Work to be completed:
Update every entry below by replacing each occurrence of "outline" with "polygon", leaving all other text unchanged.

** begin Given data **

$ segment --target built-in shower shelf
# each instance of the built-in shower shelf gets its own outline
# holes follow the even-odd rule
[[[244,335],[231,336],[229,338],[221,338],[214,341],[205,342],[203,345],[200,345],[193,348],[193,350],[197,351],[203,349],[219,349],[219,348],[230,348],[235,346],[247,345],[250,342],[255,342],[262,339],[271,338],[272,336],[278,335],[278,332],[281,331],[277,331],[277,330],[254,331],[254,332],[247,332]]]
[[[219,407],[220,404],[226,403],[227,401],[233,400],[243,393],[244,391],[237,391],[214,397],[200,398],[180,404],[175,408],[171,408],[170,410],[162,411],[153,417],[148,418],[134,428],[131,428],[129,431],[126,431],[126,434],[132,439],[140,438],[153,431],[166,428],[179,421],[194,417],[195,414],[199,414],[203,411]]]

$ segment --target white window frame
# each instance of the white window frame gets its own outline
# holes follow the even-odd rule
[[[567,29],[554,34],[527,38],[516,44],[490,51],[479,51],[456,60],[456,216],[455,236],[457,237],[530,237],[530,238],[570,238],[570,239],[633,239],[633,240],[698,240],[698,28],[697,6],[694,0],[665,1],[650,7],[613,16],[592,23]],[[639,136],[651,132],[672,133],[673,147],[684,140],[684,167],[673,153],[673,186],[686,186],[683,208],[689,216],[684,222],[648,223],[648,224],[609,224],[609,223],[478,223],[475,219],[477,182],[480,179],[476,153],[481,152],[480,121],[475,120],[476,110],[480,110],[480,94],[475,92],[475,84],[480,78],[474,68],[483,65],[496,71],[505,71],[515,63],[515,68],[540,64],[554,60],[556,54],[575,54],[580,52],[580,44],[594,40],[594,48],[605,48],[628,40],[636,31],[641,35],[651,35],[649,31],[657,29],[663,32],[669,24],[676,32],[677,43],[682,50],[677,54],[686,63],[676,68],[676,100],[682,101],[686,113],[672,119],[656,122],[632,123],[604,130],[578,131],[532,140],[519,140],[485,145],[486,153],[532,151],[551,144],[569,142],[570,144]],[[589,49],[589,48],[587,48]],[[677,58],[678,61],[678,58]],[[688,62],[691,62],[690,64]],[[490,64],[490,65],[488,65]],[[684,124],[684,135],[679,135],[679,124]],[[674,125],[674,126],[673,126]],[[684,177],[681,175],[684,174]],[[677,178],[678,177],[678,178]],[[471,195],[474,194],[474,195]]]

** end Given data **

Result for this exercise:
$ segment --target built-in shower shelf
# each instance of the built-in shower shelf gets its own polygon
# holes follow the even-odd rule
[[[244,335],[231,336],[229,338],[221,338],[214,341],[205,342],[203,345],[200,345],[193,348],[193,350],[197,351],[203,349],[219,349],[219,348],[230,348],[235,346],[247,345],[250,342],[255,342],[262,339],[271,338],[272,336],[278,335],[278,332],[281,331],[277,331],[277,330],[254,331],[254,332],[247,332]]]
[[[219,407],[220,404],[226,403],[227,401],[233,400],[243,393],[244,391],[237,391],[214,397],[200,398],[180,404],[175,408],[171,408],[170,410],[162,411],[153,417],[148,418],[134,428],[131,428],[129,431],[126,431],[126,434],[132,439],[140,438],[153,431],[166,428],[179,421],[194,417],[195,414],[199,414],[203,411]]]

$ segment --target white window frame
# each instance of the white window frame gets its own polygon
# holes follow the even-odd rule
[[[567,29],[554,34],[527,38],[516,44],[490,51],[479,51],[456,60],[456,216],[455,236],[457,237],[530,237],[530,238],[570,238],[570,239],[633,239],[633,240],[698,240],[698,28],[697,6],[694,0],[665,1],[650,7],[613,16],[592,23]],[[639,136],[651,132],[672,133],[673,147],[684,140],[684,167],[673,153],[673,186],[686,186],[683,208],[689,216],[684,222],[648,223],[648,224],[609,224],[609,223],[478,223],[475,219],[477,182],[480,179],[476,153],[481,152],[480,121],[475,120],[476,110],[480,110],[480,94],[475,92],[475,84],[480,78],[474,68],[483,65],[496,71],[505,71],[515,63],[515,68],[540,64],[554,60],[556,54],[575,54],[580,52],[580,44],[594,40],[594,48],[605,48],[628,40],[636,31],[641,35],[651,35],[649,31],[657,29],[663,32],[669,24],[676,32],[677,43],[682,50],[677,54],[686,63],[676,68],[676,100],[682,101],[686,113],[672,119],[656,122],[632,123],[604,130],[578,131],[532,140],[519,140],[485,145],[486,153],[532,151],[551,144],[569,142],[570,144]],[[589,49],[589,48],[587,48]],[[677,58],[678,61],[678,58]],[[688,62],[691,62],[690,64]],[[490,64],[490,65],[488,65]],[[684,124],[684,135],[679,135],[679,124]],[[674,125],[674,126],[673,126]],[[684,177],[681,175],[684,174]],[[677,178],[678,177],[678,178]],[[471,195],[474,194],[474,195]]]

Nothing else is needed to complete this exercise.